Point-based annotation data:
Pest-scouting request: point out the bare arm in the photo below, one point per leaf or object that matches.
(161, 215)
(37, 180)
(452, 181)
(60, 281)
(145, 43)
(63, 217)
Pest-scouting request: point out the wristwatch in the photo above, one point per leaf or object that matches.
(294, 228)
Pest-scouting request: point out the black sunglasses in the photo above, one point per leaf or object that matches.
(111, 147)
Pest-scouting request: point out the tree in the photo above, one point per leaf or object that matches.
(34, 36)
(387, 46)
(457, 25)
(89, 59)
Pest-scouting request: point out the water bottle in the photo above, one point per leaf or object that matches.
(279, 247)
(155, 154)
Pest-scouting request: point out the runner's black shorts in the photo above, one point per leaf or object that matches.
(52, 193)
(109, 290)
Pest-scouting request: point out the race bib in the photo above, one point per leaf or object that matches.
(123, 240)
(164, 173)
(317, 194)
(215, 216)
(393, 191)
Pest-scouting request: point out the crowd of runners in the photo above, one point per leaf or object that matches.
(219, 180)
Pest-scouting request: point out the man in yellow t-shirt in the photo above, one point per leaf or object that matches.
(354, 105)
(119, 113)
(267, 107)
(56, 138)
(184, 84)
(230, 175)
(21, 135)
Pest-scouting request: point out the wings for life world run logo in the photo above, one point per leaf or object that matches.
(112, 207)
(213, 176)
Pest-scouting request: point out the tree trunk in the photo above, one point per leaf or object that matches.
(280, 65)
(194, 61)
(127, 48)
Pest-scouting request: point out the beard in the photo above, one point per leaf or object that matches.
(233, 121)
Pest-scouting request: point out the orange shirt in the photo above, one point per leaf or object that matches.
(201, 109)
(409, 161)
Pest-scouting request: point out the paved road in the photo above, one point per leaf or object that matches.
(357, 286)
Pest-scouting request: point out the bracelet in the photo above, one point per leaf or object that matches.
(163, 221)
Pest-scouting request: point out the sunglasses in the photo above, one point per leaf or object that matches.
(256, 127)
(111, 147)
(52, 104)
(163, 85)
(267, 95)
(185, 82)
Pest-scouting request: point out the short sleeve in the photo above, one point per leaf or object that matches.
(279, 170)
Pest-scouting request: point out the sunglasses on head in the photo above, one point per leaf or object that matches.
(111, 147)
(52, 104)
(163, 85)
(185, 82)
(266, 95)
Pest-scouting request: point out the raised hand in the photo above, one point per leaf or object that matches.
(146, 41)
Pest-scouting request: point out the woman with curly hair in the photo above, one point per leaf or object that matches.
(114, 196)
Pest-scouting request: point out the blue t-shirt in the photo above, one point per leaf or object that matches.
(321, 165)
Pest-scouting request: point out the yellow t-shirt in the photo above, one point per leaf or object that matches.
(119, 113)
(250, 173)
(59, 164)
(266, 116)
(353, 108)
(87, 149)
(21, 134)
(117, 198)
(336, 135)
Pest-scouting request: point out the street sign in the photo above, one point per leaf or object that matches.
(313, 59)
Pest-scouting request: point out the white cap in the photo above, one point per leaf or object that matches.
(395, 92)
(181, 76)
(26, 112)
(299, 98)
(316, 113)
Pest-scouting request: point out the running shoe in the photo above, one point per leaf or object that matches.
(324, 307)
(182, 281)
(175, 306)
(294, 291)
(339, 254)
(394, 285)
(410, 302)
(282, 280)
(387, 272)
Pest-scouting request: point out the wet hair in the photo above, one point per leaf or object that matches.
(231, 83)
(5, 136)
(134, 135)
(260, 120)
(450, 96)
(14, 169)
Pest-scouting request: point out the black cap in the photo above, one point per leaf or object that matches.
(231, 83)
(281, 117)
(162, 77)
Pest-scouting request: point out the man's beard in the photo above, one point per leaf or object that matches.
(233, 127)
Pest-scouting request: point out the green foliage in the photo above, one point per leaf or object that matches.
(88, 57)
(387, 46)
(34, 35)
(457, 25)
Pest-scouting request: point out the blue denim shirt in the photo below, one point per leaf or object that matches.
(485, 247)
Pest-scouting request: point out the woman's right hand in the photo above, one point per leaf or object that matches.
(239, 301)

WORK INSTRUCTIONS: With both ends included, please retype exactly the lines from the line containing "Pest-scouting request: point out the wet" to the final line of the data.

OUTPUT FOR THIS EXERCISE:
Pest-scouting request: point out the wet hair in the photo above, one point per leaf or object that matches.
(231, 83)
(5, 136)
(134, 135)
(260, 120)
(450, 96)
(14, 169)
Pest-scouting request: point out the black cap in the photo above, one point per leaf or object that matches.
(231, 83)
(281, 117)
(162, 77)
Pest-scouting request: point out the man's beard in the photo above, one point per leaf or object that matches.
(233, 127)
Pest-scouting request: point out the green foliage in the photo above, one point per leaf or object that matches.
(88, 57)
(387, 46)
(34, 35)
(457, 25)
Pest-scouting request: point out the blue denim shirt in the photo below, one point per leaf or object that matches.
(485, 247)
Pest-scouting request: point out the woman's right hand in the photo above, one point per leaf or object that matches.
(239, 301)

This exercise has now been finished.